### PROBLEM STATEMENT
Reproduce each line of the data below word for word, in the same order.

### RECORDS PROVIDED
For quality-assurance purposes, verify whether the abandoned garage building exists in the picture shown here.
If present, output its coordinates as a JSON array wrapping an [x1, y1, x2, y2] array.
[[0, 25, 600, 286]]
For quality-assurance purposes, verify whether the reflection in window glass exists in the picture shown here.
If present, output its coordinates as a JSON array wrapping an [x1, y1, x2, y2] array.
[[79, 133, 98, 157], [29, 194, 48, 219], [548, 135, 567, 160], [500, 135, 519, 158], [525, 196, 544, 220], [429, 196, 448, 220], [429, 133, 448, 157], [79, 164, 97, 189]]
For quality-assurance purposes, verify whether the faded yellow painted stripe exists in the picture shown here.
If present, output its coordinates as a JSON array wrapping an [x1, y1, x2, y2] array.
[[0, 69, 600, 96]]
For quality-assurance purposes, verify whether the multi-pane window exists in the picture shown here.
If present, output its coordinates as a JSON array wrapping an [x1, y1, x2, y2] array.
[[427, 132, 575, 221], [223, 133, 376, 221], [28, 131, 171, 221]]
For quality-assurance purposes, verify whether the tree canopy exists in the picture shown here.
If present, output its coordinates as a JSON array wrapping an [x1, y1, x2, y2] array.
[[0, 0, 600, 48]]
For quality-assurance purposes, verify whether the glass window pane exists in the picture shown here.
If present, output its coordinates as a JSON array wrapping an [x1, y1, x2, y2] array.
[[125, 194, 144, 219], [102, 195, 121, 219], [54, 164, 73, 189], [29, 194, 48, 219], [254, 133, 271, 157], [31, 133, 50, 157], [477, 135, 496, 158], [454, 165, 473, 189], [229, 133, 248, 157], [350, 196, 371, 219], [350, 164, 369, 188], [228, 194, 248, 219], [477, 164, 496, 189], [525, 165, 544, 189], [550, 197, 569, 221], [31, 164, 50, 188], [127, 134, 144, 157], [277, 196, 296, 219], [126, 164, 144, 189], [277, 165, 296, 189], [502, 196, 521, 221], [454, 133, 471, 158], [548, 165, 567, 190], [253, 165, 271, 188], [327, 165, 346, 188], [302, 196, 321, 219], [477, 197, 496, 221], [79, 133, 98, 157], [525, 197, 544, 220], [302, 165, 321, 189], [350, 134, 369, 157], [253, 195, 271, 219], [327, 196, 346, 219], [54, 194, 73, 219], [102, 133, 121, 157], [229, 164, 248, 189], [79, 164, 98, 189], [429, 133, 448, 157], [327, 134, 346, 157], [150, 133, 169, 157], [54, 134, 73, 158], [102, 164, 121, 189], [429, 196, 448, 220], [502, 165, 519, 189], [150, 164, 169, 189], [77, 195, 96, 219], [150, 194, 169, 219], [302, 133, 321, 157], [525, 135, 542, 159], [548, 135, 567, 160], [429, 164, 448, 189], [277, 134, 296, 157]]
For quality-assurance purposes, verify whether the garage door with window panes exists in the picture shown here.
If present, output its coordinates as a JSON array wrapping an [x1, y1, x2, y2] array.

### ANSWER FOR THIS EXERCISE
For quality-assurance purposes, verify whether the abandoned garage building exists in the picture shown here.
If present, output its coordinates as a JSON array wrapping an [x1, y1, x2, y2] array.
[[0, 25, 600, 286]]
For quality-assurance purposes, verify whether the reflection in window glass exists in the picture shown here.
If present, output its coordinates as a JSON array wrapping an [x1, y1, x2, y2] array.
[[79, 133, 98, 157], [29, 194, 48, 219], [548, 135, 567, 160], [500, 135, 519, 158], [525, 196, 544, 220], [429, 196, 448, 220], [429, 133, 448, 157], [79, 164, 97, 189]]
For quality-assurance purposes, verify whether the faded yellow painted stripe exists in the picture shown here.
If present, output its coordinates as a JSON array wrapping an [x1, y1, x2, y2] array.
[[0, 69, 600, 96]]
For quality-assurance purposes, verify whether the multi-pane window exists in the picture shown here.
If present, output its coordinates as a JSON array wrapping an [x1, y1, x2, y2] array.
[[427, 132, 575, 221], [223, 133, 376, 221], [28, 131, 171, 221]]
For quality-assurance purposes, verify whether the tree canopy exists in the picture shown here.
If present, output its coordinates as a JSON array wrapping an [x1, y1, x2, y2] array.
[[0, 0, 600, 48]]
For quality-assurance purposes, verify whether the glass window pane exists in the picture shown here.
If present, output its coordinates as a JSON array wrapping an [x1, y1, x2, y2] array.
[[125, 194, 144, 219], [102, 195, 121, 219], [54, 164, 73, 189], [29, 194, 48, 219], [254, 133, 271, 157], [31, 133, 50, 157], [477, 135, 496, 158], [454, 165, 473, 189], [229, 133, 248, 157], [350, 196, 371, 219], [350, 164, 369, 188], [228, 194, 248, 219], [477, 164, 496, 189], [525, 165, 544, 189], [550, 197, 569, 221], [31, 164, 50, 188], [127, 134, 144, 157], [277, 196, 296, 219], [126, 164, 144, 189], [277, 165, 296, 189], [502, 196, 521, 221], [454, 133, 471, 158], [548, 165, 567, 190], [253, 165, 271, 188], [327, 165, 346, 188], [302, 196, 321, 219], [477, 197, 496, 221], [79, 133, 98, 157], [525, 197, 544, 220], [302, 165, 321, 189], [350, 134, 369, 157], [253, 195, 271, 219], [327, 196, 346, 219], [54, 194, 73, 219], [102, 133, 121, 157], [229, 164, 248, 189], [79, 164, 98, 189], [429, 133, 448, 157], [327, 134, 346, 157], [150, 133, 169, 157], [54, 134, 73, 158], [102, 164, 121, 189], [429, 196, 448, 220], [502, 165, 519, 189], [150, 164, 169, 189], [77, 195, 96, 219], [150, 194, 169, 219], [302, 133, 321, 157], [525, 135, 542, 159], [548, 135, 567, 160], [429, 164, 448, 189], [277, 134, 296, 157]]
For quality-assurance purposes, verify whether the garage door with window panes exists in the picture shown here.
If present, output its coordinates as a JSON array wrapping an [x1, y1, x2, y2] array.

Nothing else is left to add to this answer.